-------- PROVIDED RECORDS --------
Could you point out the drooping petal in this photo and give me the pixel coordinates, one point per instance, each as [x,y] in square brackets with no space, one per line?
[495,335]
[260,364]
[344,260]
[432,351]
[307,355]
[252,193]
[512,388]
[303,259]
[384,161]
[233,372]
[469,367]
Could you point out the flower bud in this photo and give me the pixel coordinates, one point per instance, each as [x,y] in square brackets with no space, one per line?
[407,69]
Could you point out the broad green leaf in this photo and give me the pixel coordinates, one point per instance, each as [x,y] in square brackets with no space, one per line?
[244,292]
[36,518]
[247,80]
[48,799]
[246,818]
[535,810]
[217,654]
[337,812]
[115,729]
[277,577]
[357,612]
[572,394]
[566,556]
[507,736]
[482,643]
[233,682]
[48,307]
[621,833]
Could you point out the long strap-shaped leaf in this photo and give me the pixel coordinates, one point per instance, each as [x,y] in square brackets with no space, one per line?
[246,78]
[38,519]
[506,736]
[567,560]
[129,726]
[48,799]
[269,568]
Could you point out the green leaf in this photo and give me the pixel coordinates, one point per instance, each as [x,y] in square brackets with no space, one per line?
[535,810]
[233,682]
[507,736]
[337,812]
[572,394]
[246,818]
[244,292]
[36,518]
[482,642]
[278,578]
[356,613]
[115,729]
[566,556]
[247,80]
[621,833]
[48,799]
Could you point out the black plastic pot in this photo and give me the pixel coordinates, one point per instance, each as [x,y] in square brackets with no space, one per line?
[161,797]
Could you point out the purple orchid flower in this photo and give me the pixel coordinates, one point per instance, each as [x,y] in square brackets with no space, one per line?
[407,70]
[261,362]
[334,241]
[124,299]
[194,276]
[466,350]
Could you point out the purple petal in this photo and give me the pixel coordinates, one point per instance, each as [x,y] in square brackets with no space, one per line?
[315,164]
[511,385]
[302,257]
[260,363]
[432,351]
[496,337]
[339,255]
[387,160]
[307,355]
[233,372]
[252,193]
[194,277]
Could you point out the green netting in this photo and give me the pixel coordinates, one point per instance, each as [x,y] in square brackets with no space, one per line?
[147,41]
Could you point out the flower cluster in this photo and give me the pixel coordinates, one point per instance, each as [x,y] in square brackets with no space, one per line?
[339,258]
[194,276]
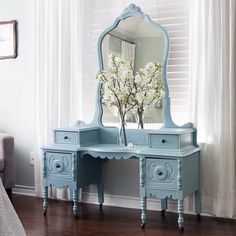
--------
Could you write out again the part of the items that opens with the line containing "Could you point out the flower cluster" and runs through the end of the items, both ends included, repeating the request lines unchanged but scaling every answer coordinate by 2, rounded to whole numbers with halves rounded up? Leave the pictures out of your answer.

Could you point out the flower cluster in this photo and give me the pixel coordinates, one point per instance, each as [x,y] in square brackets with no space, one per line?
[678,516]
[388,552]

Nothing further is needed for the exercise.